Sprawdzamy wypowiedzi polityków i osób publicznych pojawiające się w przestrzeni medialnej i internetowej. Wybieramy wypowiedzi istotne dla debaty publicznej, weryfikujemy zawarte w nich informacje i przydzielamy jedną z pięciu kategorii ocen.
Ostatnie Pokolenie zdelegalizowane w Niemczech? Fałsz Mentzena
Ostatnie Pokolenie zdelegalizowane w Niemczech? Fałsz Mentzena
W Niemczech Ostatnie Pokolenie zostało zdelegalizowane, ponieważ zostało uznane za zorganizowaną grupę przestępczą.
- Przeciwko aktywistom niemieckiej organizacji Ostatnie Pokolenie toczą się obecnie – w związku z podejrzeniem utworzenia grupy przestępczej (art. 129 niemieckiego kodeksu karnego) – trzy postępowania: w Neuruppin, w Monachium i we Flensburgu. Żadne z nich się jeszcze nie zakończyło.
- Za udział w grupie przestępczej działaczom grozi od sześciu miesięcy do pięciu lat więzienia. Postawiono im także inne zarzuty dotyczące np. uszkodzenia mienia czy zakłócenia porządku publicznego. W żadnych z komunikatów podanych przez niemiecką prokuraturę nie było mowy o delegalizacji samej organizacji (1, 2, 3, 4, 5).
- Fałszywa informacja o uznaniu Ostatniego Pokolenia za organizację przestępczą rozeszła się w niemieckich mediach (1, 2) po orzeczeniu sądu w Monachium z 16 listopada 2023 roku. Nieprawdziwe nagłówki potępiła niemiecka Rada Prasowa, według której tytuły sugerowały, że decyzja o uznaniu Ostatniego Pokolenia za organizację przestępczą została już podjęta, podczas gdy w orzeczeniu wyrażono wstępne podejrzenie.
O co walczy Ostatnie Pokolenie?
Ostatnie Pokolenie, organizacja zrzeszająca aktywistów klimatycznych, działa Polsce od lutego 2024 roku. Wcześniej grupa funkcjonowała jako kolektyw Bombelki i we współpracy z organizacją Gastivists prowadziła działania i kampanie skierowane przeciwko przemysłowi gazowemu (1, 2, 3). Po przekształceniu w ruch masowy i zmianie nazwy aktywiści skoncentrowali się na postulacie „taniego i dostępnego dla wszystkich transportu publicznego”.

#####

ZADANIA:
- a) Odpowiedz krótko na pytania do tekstu o Ostatnim Pokoleniu:
(i) W jakich miastach toczą się postępowania przeciwko niemieckim aktywistom?
(ii) Jaka kara grozi działaczom za udział w grupie przestępczej?
(iii) Od kiedy Ostatnie Pokolenie działa w Polsce?
- b) Podaj dalszy ciąg tekstu o Ostatnim Pokoleniu, zaczynając od miejsca po jego ostatnim zdaniu.

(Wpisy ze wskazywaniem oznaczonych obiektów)
#####

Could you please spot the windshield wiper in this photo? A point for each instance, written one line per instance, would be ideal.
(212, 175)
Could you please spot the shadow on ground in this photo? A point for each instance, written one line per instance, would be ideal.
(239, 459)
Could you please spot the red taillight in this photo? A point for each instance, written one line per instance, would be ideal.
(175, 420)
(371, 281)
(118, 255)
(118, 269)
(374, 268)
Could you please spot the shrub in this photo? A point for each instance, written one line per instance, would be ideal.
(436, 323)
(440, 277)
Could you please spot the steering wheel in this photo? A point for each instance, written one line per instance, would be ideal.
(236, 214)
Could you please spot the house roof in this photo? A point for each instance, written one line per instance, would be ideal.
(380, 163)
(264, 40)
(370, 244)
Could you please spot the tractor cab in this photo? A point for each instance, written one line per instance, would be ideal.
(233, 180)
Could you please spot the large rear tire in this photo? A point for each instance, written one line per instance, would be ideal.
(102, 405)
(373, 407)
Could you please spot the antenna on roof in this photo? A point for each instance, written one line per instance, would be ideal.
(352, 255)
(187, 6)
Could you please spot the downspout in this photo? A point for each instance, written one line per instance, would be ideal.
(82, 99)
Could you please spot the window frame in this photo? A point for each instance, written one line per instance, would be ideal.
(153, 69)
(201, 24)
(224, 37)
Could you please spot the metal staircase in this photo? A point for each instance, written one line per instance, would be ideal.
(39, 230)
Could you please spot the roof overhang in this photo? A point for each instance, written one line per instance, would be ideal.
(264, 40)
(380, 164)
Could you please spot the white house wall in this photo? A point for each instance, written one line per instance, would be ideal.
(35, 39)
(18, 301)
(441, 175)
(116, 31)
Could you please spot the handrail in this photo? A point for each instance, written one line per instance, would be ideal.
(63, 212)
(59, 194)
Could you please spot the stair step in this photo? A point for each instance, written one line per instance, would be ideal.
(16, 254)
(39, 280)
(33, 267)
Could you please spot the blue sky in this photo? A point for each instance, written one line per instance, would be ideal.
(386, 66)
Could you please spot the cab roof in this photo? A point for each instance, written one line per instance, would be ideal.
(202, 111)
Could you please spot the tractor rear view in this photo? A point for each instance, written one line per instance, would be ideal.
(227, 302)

#####

ODPOWIEDZI:
- a)
(i) W Neuruppin, w Monachium i we Flensburgu.
(ii) Od sześciu miesięcy do pięciu lat więzienia.
(iii) Od lutego 2024 roku.

- b)
Podczas starań o realizację swojego postulatu członkowie organizacji stosują formę protestu polegającą na blokowaniu ruchu drogowego. Kilkakrotnie zablokowali Wisłostradę, mosty i najważniejsze arterie w Warszawie (1, 2, 3, 4).
Działania organizacji są krytykowane przez polityków z różnych stron sceny politycznej (1, 2), a przedstawiciele Konfederacji wprost nazywają ją organizacją terrorystyczną i postulują jej delegalizację. Sławomir Mentzen, kandydat Konfederacji na prezydenta, w Radiu Zet przywołał Niemcy jako przykład kraju, który podjął właśnie takie kroki przeciwko aktywistom ekologicznym z Ostatniego Pokolenia.
Ostatnie Pokolenie działa obecnie także w Niemczech, w Austrii i we Włoszech.
Niemcy byli pierwsi
Początki aktywności Ostatniego Pokolenia przypadają na 2021 rok, kiedy w Niemczech, przed wyborami do parlamentu, rozpoczęła swoją działalność organizacja Letzte Generation. Członkowie grupy przeprowadzili wtedy strajk głodowy, podczas którego domagali się rozmów z rządem na temat polityki klimatycznej. Pierwszą blokadę drogową niemieccy działacze zorganizowali w 2022 roku.
Od tego czasu Letzte Generation zorganizowała kilkaset akcji protestacyjnych. Federalny Urząd Kryminalny w swoim raporcie przypisał aktywistom 1 761 przestępstw od początku 2022 roku do 31 marca 2024 roku (str. 36). Najwięcej z tych przestępstw (43 proc.) zostało popełnionych w Berlinie (str. 40). W tym okresie, w związku z przestępstwami, musiały się stawić na policję ogółem 1 104 osoby (str. 31).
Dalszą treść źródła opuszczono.